Excerpt to read:
One of the diseases that men are definitely scared of is heart disease. And while most men throughout the world try to keep their heart cholesterol free by controlling their diets, Japanese men seem to enjoy a healthy heart because of their diet!
A research published in Journal of the American College of Cardiology (JACC) suggests that a diet rich in Omega – 3 fatty acids can help keep those bad cholesterols at bay. And where can you get these fatty acids from? The answer to this will be the delicious tuna, sardines, salmons and other oily fishes!
“The death rate from coronary heart disease in Japan has always been puzzlingly low,” said Akira Sekikawa, M.D., Ph.D, an assistant professor of epidemiology at the University of Pittsburgh, PA, and an adjunct associate professor at Shiga University of Medical Science, Otsu, Japan. “Our study suggests that the very low rates of coronary heart disease among Japanese living in Japan may be due to their lifelong high consumption of fish.”
Apparently, the Japanese people are estimated to eat about 3 ounces of fish everyday on an average while the Americans are estimated to have the sea-food just about twice a week. According to the nutritional studies, Japanese receive 1.3 grams of omega-3 fatty acids per day whereas the Americans get about just 0.2 grams everyday.

Collected data:
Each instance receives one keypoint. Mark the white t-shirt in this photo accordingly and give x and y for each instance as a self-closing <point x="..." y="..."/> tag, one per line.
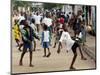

Task list:
**1.** In the article on fish and heart disease, how many grams of omega-3 fatty acids do Americans get each day?
**2.** Continue the article on fish and heart disease from its last sentence.

Outputs by task:
**1.** About 0.2 grams per day.

**2.**
Omega-3 fatty acids are known to reduce the levels of atherosclerosis. Researchers have found that men living in Japan have twice the levels of omega-3 fatty acids in their blood than the American men and Japanese men living in America.
Researchers had conducted an ERA JUMP (Electron-Beam Tomography, Risk Factor Assessment Among Japanese and U.S. Men in the Post-World War II Birth Cohort) Study that examined 868 randomly selected men belonging to the age-group of 40 to 49. 281 of the 868 men were Japanese belonging to Kusatsu, Shiga, Japan while the other 306 were white men from Allegheny County, Pennsylvania. The remaining 281 were third- or fourth-generation Japanese-American men from Honolulu, Hawaii.
“Japanese men in Japan have equally bad or worse cardiovascular risk profiles as Americans, but less heart disease? How can this be?” said Dr. Harris, senior scientist and director of the Metabolism and Nutrition Research Center, Sanford Research/University of South Dakota, Sioux Falls, who was not involved in the ERA JUMP study. “What really distinguishes the Japanese men from the Americans is the fact that blood levels of the omega-3 fatty acids are twice as high in Japan as they are in the West.”
Dr. Sekikawa and his colleagues suggest that, “Traditional risk factors lead to traditional amounts of artery-clogging plaque but only when the background diet, perhaps the lifetime diet, is chronically deficient in omega-3 fatty acids. Increase the omega-3 intake and heart disease rates in the West should begin to move closer to those in Japan.”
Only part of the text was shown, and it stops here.